> [Text provided]:
Chris Adcock, president of the RFID standards body, EPC Global, points out that international standards for tags and readers were agreed at the end of last year, while other protocols and standards covering the operation of RFID data networks, links to enterprise systems and to a partners' systems will be finalised this year.   

"Greater global standardisation will see the IT industry able to move more quickly and prices will come down. For SMEs now is the time to put the team together and get to grips with how RFID works," says Mr Adcock.   

Faye Holland, worldwide RFID leader at IBM Global Services, argues SMEs will see more immediate returns than larger users because they find it easier to adapt processes to get the full benefits. "RFID is a catalyst for change, and is absolutely as relevant for mid market as for large companies."   

In September IBM launched a range of RFID products and services tailored to smaller companies. An initial workshop to examine opportunities for adopting RFID costs Dollars 15,000, while installing a pilot system is Dollars 100,000.   

Ms Holland says SMEs are getting an instant payback in being able to check goods faster with fewer people. She cites a European consumer products company that tags goods with unique customer numbers, meaning fewer people are needed to pick and pack orders, whilst at the same time throughput has increased by 30 per cent.   

But this so-called 'slap and ship' approach does not capitalise on RFID's potential to capture and share information throughout the supply chain, and to improve internal processes.   

Beyond attaching tags and installing readers, significant investment in networks and systems will be needed to transmit and process RFID data, says Olivier Vairon, head of supply chain at SAS UK. "Quite simply this heavy infrastructural investment is placing RFID out of the reach of most SMEs, for whom the operational and financial benefits of RFID are dwarfed by the implementation costs."   

Nor are all the elements needed to extract the value from RFID data in place, according to Keith Gile of the market analysts Forrester Research, who says software vendors are sleeping through RFID's arrival. "The technology will soon impact the supply chain in a big way, but to date neither the business intelligence or the enterprise application vendors have a legitimate road map for leveraging RFID data."

> [The problem]: Reproduce the entire text on RFID adoption by smaller companies word for word. The records that follow play no part in this exercise.

> [Supplied data]:
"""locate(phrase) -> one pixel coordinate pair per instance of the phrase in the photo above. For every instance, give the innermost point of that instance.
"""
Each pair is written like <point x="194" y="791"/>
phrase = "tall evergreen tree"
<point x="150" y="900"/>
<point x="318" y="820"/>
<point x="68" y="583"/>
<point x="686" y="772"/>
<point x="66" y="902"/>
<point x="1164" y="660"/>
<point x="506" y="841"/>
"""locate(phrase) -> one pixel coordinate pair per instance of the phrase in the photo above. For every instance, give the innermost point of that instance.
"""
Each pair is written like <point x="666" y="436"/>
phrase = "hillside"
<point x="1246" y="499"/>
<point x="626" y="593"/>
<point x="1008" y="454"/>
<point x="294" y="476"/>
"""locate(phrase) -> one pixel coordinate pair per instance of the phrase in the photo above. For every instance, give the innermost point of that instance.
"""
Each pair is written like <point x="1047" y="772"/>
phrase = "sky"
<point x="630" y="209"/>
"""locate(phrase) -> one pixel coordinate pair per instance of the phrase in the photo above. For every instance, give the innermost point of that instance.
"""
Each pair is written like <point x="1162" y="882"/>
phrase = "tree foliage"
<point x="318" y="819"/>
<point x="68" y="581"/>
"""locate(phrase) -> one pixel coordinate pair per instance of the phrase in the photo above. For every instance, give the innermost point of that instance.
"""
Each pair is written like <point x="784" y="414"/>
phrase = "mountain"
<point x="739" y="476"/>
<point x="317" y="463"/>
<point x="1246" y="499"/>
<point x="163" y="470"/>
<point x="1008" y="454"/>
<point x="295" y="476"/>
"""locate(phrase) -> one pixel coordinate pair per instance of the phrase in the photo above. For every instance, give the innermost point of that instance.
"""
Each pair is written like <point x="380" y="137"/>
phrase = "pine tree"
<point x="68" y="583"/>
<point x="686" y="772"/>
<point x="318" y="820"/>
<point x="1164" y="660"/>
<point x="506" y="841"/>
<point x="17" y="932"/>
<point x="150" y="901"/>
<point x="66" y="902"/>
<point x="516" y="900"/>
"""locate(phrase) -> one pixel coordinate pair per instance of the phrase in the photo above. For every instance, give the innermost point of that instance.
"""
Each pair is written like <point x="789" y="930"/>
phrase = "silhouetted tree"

> [Result of the exercise]:
Chris Adcock, president of the RFID standards body, EPC Global, points out that international standards for tags and readers were agreed at the end of last year, while other protocols and standards covering the operation of RFID data networks, links to enterprise systems and to a partners' systems will be finalised this year.   

"Greater global standardisation will see the IT industry able to move more quickly and prices will come down. For SMEs now is the time to put the team together and get to grips with how RFID works," says Mr Adcock.   

Faye Holland, worldwide RFID leader at IBM Global Services, argues SMEs will see more immediate returns than larger users because they find it easier to adapt processes to get the full benefits. "RFID is a catalyst for change, and is absolutely as relevant for mid market as for large companies."   

In September IBM launched a range of RFID products and services tailored to smaller companies. An initial workshop to examine opportunities for adopting RFID costs Dollars 15,000, while installing a pilot system is Dollars 100,000.   

Ms Holland says SMEs are getting an instant payback in being able to check goods faster with fewer people. She cites a European consumer products company that tags goods with unique customer numbers, meaning fewer people are needed to pick and pack orders, whilst at the same time throughput has increased by 30 per cent.   

But this so-called 'slap and ship' approach does not capitalise on RFID's potential to capture and share information throughout the supply chain, and to improve internal processes.   

Beyond attaching tags and installing readers, significant investment in networks and systems will be needed to transmit and process RFID data, says Olivier Vairon, head of supply chain at SAS UK. "Quite simply this heavy infrastructural investment is placing RFID out of the reach of most SMEs, for whom the operational and financial benefits of RFID are dwarfed by the implementation costs."   

Nor are all the elements needed to extract the value from RFID data in place, according to Keith Gile of the market analysts Forrester Research, who says software vendors are sleeping through RFID's arrival. "The technology will soon impact the supply chain in a big way, but to date neither the business intelligence or the enterprise application vendors have a legitimate road map for leveraging RFID data."